**QUESITI E COMPITI:**
1. Secondo il brano sulla nascita di "O surdato 'nnammurato", in quale caffè Aniello Califano completò l'opera?
2. Riprendi il brano sulla nascita di "O surdato 'nnammurato" e prosegui il dialogo tra i due tavolini dopo l'ultima battuta.
----- BRANO PROPOSTO
La Contesa del Tavolino: Aniello Califano e la Genesi di “O surdato ‘nnammurato”

Nel 1915, Aniello Califano, originario di Sant’Egidio del Monte Albino, si trovò a Nocera Inferiore, presso l’antica sede del Caffè Romano. Seduto a un tavolino, sorseggiando un caffè, iniziò a stendere il testo della celebre “O surdato ‘nnammurato”. Anche se solo indizi, questi rimangono solidi elementi probanti. Successivamente, con l’apporto di collaboratori, completò l’opera al Caffè Gambrinus. L’effettiva preponderanza di un luogo sull’altro nella creazione della canzone rimane incerta. Tuttavia, anche un solo verso scritto a Nocera rappresenta un motivo d’orgoglio. Un’analisi integrata di storia, sentimento e contesto culturale suggerisce una visione inclusiva. La posizione che riconosce l’importanza di entrambe le location è perfettamente coerente con un approccio rigorosamente investigativo. Se anche solo una strofa di “O surdato ‘nnammurato” ha preso forma a Nocera, il tavolino di quel caffè acquista pari dignità a quello del Gambrinus. L’ispirazione, che sia durata un attimo o un’intera seduta, ha trovato lì il suo spazio, e questo basta. L’essenza poetica trascende la mera proprietà fisica. Immaginiamo una scena: due tavolini, uno nocerino, l’altro napoletano, dialogano sul privilegio di aver ospitato la nascita di un capolavoro. Uno scenario suggestivo: un tavolino rustico da caffè (quello nocerino) a sinistra, uno liberty elegante (quello del Gambrinus) a destra, illuminati da una luce soffusa. In sottofondo, un accenno strumentale di “O surdato ‘nnammurato”.

Tavolino di Nocera: “Dimmi, se si scrive un verso splendido, il primo, non ha valore? Io custodisco la penna, la tazzina e il cuore di quell’uomo! Ricordi quella domenica? Era pensieroso…”

Tavolino del Gambrinus: “Caro amico, ma la canzone trova completezza, eleganza. Io ho contribuito alla conclusione, al tono, all’ispirazione. Tra velluti, specchi e cameriere in guanti bianchi… quante muse hanno adornato la mia superficie!”

Tavolino di Nocera: “E io, quanti sentimenti autentici? Madri in attesa, figli in partenza, amanti delusi. Io sono l’inizio, non ambisco a onori, ma alla verità. Quando scrisse “Sta fernuto ‘o tiempo e ‘e passeggiate”, sentiva il cuore… e il cuore era qui.”
----------
----- RACCOLTA DI RECORD
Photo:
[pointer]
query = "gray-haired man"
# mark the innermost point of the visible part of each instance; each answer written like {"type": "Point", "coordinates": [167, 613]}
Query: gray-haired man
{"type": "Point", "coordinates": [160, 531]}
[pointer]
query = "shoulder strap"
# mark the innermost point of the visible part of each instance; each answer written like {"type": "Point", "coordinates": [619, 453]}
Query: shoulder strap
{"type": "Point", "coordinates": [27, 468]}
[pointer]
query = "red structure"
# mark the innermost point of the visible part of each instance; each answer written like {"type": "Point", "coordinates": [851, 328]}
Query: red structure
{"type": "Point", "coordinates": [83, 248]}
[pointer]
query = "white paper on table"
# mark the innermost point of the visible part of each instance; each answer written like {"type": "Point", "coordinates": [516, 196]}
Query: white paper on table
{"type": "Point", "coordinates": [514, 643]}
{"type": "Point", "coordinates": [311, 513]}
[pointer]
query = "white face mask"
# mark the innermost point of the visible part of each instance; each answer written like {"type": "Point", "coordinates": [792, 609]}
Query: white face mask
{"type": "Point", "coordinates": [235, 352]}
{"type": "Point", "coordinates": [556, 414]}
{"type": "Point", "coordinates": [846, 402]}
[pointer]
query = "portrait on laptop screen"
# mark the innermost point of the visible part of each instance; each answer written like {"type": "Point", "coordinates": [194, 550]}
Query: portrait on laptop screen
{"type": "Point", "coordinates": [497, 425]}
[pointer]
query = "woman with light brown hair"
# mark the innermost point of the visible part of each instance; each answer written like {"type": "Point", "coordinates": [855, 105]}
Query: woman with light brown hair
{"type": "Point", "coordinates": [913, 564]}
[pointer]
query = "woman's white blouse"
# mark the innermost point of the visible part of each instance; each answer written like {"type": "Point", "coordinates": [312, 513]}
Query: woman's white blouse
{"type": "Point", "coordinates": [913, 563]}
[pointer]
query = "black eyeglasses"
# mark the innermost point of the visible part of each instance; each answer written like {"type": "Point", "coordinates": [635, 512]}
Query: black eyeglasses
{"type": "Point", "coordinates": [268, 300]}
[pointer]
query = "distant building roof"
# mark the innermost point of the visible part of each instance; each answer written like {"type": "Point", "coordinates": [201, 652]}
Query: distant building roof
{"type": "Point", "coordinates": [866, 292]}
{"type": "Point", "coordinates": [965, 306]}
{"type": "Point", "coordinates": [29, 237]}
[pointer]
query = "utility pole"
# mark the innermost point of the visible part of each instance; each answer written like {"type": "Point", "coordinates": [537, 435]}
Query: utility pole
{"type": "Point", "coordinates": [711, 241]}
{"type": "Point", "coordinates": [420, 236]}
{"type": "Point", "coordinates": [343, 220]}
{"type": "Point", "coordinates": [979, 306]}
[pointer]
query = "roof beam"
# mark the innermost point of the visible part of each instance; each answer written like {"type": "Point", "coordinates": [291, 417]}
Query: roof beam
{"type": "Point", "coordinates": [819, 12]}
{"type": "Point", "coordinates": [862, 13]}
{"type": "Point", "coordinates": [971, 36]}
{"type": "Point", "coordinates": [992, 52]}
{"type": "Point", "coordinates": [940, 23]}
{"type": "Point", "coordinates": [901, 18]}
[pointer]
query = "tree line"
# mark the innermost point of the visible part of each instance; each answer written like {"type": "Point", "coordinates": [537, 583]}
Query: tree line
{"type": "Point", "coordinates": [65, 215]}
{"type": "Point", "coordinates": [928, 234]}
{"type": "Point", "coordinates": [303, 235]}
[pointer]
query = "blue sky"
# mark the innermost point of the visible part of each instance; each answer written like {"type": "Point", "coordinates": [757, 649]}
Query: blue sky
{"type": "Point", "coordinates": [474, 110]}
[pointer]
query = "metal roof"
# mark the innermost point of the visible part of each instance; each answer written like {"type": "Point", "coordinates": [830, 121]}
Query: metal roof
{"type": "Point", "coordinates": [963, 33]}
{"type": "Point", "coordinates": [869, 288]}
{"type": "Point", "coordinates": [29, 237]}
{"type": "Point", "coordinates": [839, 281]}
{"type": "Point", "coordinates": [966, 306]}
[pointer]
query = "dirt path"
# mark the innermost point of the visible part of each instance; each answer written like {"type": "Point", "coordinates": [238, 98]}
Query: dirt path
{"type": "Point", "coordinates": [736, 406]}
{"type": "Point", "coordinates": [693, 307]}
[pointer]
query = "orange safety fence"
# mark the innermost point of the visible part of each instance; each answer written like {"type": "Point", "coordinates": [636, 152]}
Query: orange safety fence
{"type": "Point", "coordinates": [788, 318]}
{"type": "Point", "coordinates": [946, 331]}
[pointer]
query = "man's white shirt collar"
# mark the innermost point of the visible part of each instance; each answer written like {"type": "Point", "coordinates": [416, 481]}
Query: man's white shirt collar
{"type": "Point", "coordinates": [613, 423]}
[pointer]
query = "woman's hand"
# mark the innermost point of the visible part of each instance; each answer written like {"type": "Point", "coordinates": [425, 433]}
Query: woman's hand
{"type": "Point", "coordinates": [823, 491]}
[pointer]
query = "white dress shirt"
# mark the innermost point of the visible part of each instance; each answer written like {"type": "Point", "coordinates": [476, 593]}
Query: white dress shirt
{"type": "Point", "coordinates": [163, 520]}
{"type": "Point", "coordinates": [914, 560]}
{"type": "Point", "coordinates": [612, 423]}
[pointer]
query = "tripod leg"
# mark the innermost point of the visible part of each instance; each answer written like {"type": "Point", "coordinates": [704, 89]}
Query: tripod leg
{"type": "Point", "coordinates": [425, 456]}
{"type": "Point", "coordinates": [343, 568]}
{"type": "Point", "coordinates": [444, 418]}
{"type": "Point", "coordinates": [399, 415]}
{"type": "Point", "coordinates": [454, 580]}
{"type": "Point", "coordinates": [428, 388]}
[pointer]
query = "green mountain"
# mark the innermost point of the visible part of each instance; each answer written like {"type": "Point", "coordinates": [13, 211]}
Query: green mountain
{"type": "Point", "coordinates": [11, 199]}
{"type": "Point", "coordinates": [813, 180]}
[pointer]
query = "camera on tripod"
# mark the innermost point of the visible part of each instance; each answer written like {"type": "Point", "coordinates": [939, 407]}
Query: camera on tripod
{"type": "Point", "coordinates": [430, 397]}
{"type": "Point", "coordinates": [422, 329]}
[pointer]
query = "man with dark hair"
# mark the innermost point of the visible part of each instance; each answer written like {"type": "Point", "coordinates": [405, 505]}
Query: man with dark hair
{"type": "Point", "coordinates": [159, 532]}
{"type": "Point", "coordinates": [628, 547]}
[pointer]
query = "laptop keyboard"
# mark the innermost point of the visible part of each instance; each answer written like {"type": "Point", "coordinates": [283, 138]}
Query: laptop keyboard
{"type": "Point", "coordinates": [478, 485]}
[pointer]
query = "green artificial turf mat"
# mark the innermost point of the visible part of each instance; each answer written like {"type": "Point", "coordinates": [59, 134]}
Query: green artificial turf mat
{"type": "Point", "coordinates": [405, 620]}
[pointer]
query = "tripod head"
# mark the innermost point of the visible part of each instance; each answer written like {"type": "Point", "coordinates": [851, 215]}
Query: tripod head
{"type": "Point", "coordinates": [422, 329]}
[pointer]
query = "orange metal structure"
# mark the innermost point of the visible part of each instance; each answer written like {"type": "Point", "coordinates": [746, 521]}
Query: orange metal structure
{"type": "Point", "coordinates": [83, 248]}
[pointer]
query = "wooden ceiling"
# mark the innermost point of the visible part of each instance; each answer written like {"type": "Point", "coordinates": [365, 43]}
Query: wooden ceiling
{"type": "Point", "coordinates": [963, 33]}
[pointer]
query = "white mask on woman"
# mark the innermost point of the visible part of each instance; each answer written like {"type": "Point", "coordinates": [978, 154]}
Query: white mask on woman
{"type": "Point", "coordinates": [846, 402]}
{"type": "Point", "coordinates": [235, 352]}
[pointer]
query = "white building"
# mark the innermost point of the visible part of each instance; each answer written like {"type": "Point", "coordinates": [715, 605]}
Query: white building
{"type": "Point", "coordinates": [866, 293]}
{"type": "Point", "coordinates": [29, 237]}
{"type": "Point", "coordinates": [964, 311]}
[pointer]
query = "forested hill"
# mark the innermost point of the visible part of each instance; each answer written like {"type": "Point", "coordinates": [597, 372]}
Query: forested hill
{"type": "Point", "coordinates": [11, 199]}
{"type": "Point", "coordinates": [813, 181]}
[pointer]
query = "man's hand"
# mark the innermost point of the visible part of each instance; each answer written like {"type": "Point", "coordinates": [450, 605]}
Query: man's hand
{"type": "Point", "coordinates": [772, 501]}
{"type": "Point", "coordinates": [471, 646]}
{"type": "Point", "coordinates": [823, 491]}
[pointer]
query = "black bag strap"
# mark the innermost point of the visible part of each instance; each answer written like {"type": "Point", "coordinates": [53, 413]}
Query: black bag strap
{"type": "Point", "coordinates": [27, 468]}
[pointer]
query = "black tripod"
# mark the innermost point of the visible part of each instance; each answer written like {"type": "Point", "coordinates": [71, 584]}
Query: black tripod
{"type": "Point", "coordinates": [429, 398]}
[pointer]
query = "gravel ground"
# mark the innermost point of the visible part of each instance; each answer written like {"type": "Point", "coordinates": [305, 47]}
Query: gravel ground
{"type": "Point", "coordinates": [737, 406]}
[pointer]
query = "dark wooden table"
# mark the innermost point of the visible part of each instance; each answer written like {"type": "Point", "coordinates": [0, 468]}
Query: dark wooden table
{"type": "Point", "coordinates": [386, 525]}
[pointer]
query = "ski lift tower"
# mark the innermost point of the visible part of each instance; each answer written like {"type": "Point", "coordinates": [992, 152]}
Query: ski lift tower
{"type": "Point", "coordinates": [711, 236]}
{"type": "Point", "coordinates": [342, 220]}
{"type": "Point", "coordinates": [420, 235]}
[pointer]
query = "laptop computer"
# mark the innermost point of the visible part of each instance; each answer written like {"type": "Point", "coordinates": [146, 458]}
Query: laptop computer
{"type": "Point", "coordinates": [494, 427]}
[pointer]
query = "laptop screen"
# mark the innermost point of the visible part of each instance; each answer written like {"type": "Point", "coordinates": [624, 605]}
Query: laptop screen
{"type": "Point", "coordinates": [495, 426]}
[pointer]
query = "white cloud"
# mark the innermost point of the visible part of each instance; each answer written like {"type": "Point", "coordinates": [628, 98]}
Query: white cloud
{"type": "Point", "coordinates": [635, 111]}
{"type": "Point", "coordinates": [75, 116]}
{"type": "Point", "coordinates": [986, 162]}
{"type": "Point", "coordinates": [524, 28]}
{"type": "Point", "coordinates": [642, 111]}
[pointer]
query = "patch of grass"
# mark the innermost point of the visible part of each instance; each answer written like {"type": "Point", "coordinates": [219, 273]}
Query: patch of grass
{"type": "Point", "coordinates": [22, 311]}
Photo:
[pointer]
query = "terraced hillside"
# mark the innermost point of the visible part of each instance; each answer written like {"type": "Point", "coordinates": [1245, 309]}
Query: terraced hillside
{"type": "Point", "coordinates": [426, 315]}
----------
**RISPOSTE FORNITE:**
1. Al Caffè Gambrinus.

2.
Tavolino del Gambrinus: “Forse… se ognuno ha dato il suo contributo, allora siamo le due metà della stessa musica.”

Tavolino di Nocera: “Brindisiamo allora… con un caffè, senza tazzina.”

(Le luci si attenuano, un’interpretazione sussurrata del ritornello di “O surdato ‘nnammurato” echeggia. Sipario)

Una Canzone e Due Tavolini (Ballata teatrale in versi)

Tavolino di Nocera: “Un tempo, quando la sera scendeva lenta nei vicoli, un uomo parlava con la speranza del soldato e dei nemici.”

Tavolino del Gambrinus: “Io sto su via Chiaia, tra signore dai guanti raffinati, ma quando scrisse questa canzone, non guardava le luci elettriche.”

Tavolino di Nocera: “Sotto un cielo senza fronde, con una tazzina a metà, nacquero parole come spine che al mattino già pungono.”

Tavolino del Gambrinus: “Ma fu sera, con i violini, e una voce sul palcoscenico, che questa storia d’amore e guerra ha messo l’anima nelle vene.”

Entrambi (a due voci): “Chi scrive una canzone bellissima non dimentica chi c’era: un tavolino è la penna, l’altro la carta sincera.”

Tavolino di Nocera: “Sono semplice, ma colto, figlio della campagna, ma il primo verso l’ho dato io!”

Tavolino del Gambrinus: “Ecco l’applauso commosso e grato.”

Entrambi (in chiusura): “E se il cuore non fa scena, c’è posto anche per me: a chi scrive, e a chi conserva la memoria del caffè.”